= Exercise =
The whole of the data must be transcribed exactly.

= Records provided =

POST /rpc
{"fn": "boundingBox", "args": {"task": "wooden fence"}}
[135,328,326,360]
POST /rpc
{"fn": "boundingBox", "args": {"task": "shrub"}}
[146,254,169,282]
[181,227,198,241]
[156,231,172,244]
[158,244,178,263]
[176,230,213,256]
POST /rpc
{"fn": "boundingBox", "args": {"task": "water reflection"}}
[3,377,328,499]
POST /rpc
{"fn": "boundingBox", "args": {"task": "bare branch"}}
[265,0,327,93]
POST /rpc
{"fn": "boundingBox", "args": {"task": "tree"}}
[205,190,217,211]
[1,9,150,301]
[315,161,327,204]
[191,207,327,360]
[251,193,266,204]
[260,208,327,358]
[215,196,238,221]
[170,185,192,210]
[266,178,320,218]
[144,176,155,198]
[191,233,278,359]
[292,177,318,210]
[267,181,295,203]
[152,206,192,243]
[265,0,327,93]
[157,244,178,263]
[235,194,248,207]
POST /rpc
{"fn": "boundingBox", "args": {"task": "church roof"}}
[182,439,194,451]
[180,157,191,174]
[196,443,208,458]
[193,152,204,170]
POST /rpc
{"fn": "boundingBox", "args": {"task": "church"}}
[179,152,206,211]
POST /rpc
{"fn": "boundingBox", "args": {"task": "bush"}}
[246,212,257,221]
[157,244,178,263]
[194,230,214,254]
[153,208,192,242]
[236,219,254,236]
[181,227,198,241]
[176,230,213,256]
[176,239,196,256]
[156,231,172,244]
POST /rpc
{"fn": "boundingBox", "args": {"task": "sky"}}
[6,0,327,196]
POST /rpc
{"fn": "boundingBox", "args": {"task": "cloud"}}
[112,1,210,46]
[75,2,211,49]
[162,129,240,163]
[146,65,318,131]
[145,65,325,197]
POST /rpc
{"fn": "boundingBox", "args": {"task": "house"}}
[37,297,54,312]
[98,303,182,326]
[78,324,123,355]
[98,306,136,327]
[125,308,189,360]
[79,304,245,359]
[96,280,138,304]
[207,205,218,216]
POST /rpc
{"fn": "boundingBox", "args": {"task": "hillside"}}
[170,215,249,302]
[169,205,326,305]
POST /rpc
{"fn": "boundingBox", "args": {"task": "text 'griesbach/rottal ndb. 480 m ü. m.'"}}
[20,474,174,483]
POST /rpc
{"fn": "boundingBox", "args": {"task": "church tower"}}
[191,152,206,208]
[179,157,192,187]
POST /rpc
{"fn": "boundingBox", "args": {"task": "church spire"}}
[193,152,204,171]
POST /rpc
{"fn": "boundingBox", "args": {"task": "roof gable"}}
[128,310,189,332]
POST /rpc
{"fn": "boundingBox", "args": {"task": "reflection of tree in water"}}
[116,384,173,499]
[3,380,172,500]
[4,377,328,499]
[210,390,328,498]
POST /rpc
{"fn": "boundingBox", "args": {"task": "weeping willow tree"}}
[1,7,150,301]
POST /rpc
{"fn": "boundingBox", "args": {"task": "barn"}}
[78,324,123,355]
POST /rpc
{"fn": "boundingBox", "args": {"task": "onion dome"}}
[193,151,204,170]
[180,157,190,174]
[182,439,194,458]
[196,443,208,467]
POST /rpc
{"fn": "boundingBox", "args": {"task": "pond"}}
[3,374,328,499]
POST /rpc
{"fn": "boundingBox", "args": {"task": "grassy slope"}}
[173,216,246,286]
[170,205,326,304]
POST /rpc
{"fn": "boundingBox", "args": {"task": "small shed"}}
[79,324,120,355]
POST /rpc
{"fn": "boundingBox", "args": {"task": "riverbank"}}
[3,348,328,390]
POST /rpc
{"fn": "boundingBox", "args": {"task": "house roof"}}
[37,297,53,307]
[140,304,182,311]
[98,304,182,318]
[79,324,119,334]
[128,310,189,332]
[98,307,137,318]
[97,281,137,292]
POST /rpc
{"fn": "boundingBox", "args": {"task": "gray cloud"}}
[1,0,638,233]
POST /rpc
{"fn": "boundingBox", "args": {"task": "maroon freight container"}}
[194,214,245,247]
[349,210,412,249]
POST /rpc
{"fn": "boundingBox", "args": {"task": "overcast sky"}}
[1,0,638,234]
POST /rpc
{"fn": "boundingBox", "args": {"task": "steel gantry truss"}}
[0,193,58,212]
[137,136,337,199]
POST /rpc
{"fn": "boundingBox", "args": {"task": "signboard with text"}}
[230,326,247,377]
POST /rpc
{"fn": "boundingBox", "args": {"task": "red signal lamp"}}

= Written response =
POST /rpc
{"fn": "boundingBox", "args": {"task": "wooden fence"}}
[135,328,326,360]
POST /rpc
{"fn": "boundingBox", "args": {"task": "shrub"}}
[146,254,169,282]
[181,227,198,241]
[156,231,172,244]
[158,244,178,263]
[176,230,213,256]
POST /rpc
{"fn": "boundingBox", "args": {"task": "water reflection"}}
[3,377,328,499]
POST /rpc
{"fn": "boundingBox", "args": {"task": "bare branch"}}
[265,0,327,93]
POST /rpc
{"fn": "boundingBox", "args": {"task": "tree"}}
[205,190,217,211]
[1,9,150,301]
[315,161,327,204]
[191,207,327,360]
[251,193,266,204]
[260,208,327,358]
[215,196,238,221]
[170,185,192,210]
[266,178,320,218]
[144,176,155,198]
[191,233,278,359]
[292,177,318,210]
[267,181,295,203]
[152,206,192,243]
[265,0,327,93]
[157,244,178,263]
[235,194,248,207]
POST /rpc
{"fn": "boundingBox", "args": {"task": "church roof"}}
[182,439,194,451]
[180,157,191,174]
[196,443,208,458]
[193,152,204,170]
POST /rpc
{"fn": "boundingBox", "args": {"task": "church"}}
[179,152,206,211]
POST /rpc
{"fn": "boundingBox", "args": {"task": "bush"}}
[246,212,257,221]
[157,244,178,263]
[194,230,214,254]
[153,208,192,242]
[236,219,254,236]
[181,227,198,241]
[176,230,213,256]
[176,239,196,256]
[156,231,172,244]
POST /rpc
{"fn": "boundingBox", "args": {"task": "sky"}}
[6,0,327,196]
POST /rpc
{"fn": "boundingBox", "args": {"task": "cloud"}}
[112,1,210,46]
[75,2,211,49]
[162,129,240,163]
[146,65,318,131]
[145,65,325,197]
POST /rpc
{"fn": "boundingBox", "args": {"task": "house"}}
[37,297,54,312]
[98,303,182,326]
[78,324,123,355]
[98,306,136,327]
[125,308,189,360]
[79,304,245,359]
[96,280,138,304]
[207,205,218,216]
POST /rpc
{"fn": "boundingBox", "args": {"task": "hillside"}}
[170,215,249,302]
[169,205,326,305]
POST /rpc
{"fn": "boundingBox", "args": {"task": "text 'griesbach/rottal ndb. 480 m ü. m.'"}}
[20,474,174,483]
POST /rpc
{"fn": "boundingBox", "args": {"task": "church tower"}}
[191,152,206,208]
[179,157,192,187]
POST /rpc
{"fn": "boundingBox", "args": {"task": "church spire"}}
[193,152,204,171]
POST /rpc
{"fn": "boundingBox", "args": {"task": "roof gable"}}
[128,310,189,332]
POST /rpc
{"fn": "boundingBox", "args": {"task": "reflection of tree in water"}}
[116,384,173,499]
[3,380,172,500]
[4,377,328,499]
[210,390,328,498]
POST /rpc
{"fn": "boundingBox", "args": {"task": "weeping willow tree"}}
[1,7,150,301]
POST /rpc
{"fn": "boundingBox", "args": {"task": "barn"}}
[78,324,123,355]
POST /rpc
{"fn": "boundingBox", "args": {"task": "onion dome"}}
[193,151,204,170]
[180,157,190,174]
[182,439,194,458]
[196,443,208,467]
POST /rpc
{"fn": "boundingBox", "args": {"task": "pond"}}
[3,374,328,499]
POST /rpc
{"fn": "boundingBox", "args": {"task": "grassy slope"}}
[173,216,246,286]
[170,205,326,304]
POST /rpc
{"fn": "boundingBox", "args": {"task": "small shed"}}
[79,324,120,355]
POST /rpc
{"fn": "boundingBox", "args": {"task": "riverbank"}}
[3,348,328,390]
POST /rpc
{"fn": "boundingBox", "args": {"task": "house roof"}}
[37,297,53,307]
[140,304,182,311]
[98,304,182,318]
[79,324,119,334]
[128,310,189,332]
[98,307,137,318]
[97,281,137,292]
POST /rpc
{"fn": "boundingBox", "args": {"task": "gray cloud"}}
[1,0,638,233]
POST /rpc
{"fn": "boundingBox", "args": {"task": "maroon freight container"}}
[194,214,245,247]
[349,210,412,249]
POST /rpc
{"fn": "boundingBox", "args": {"task": "overcast sky"}}
[1,0,638,234]
POST /rpc
{"fn": "boundingBox", "args": {"task": "steel gantry truss"}}
[0,193,58,212]
[137,136,337,199]
POST /rpc
{"fn": "boundingBox", "args": {"task": "signboard with text"}}
[230,326,247,377]
POST /rpc
{"fn": "boundingBox", "args": {"task": "red signal lamp"}}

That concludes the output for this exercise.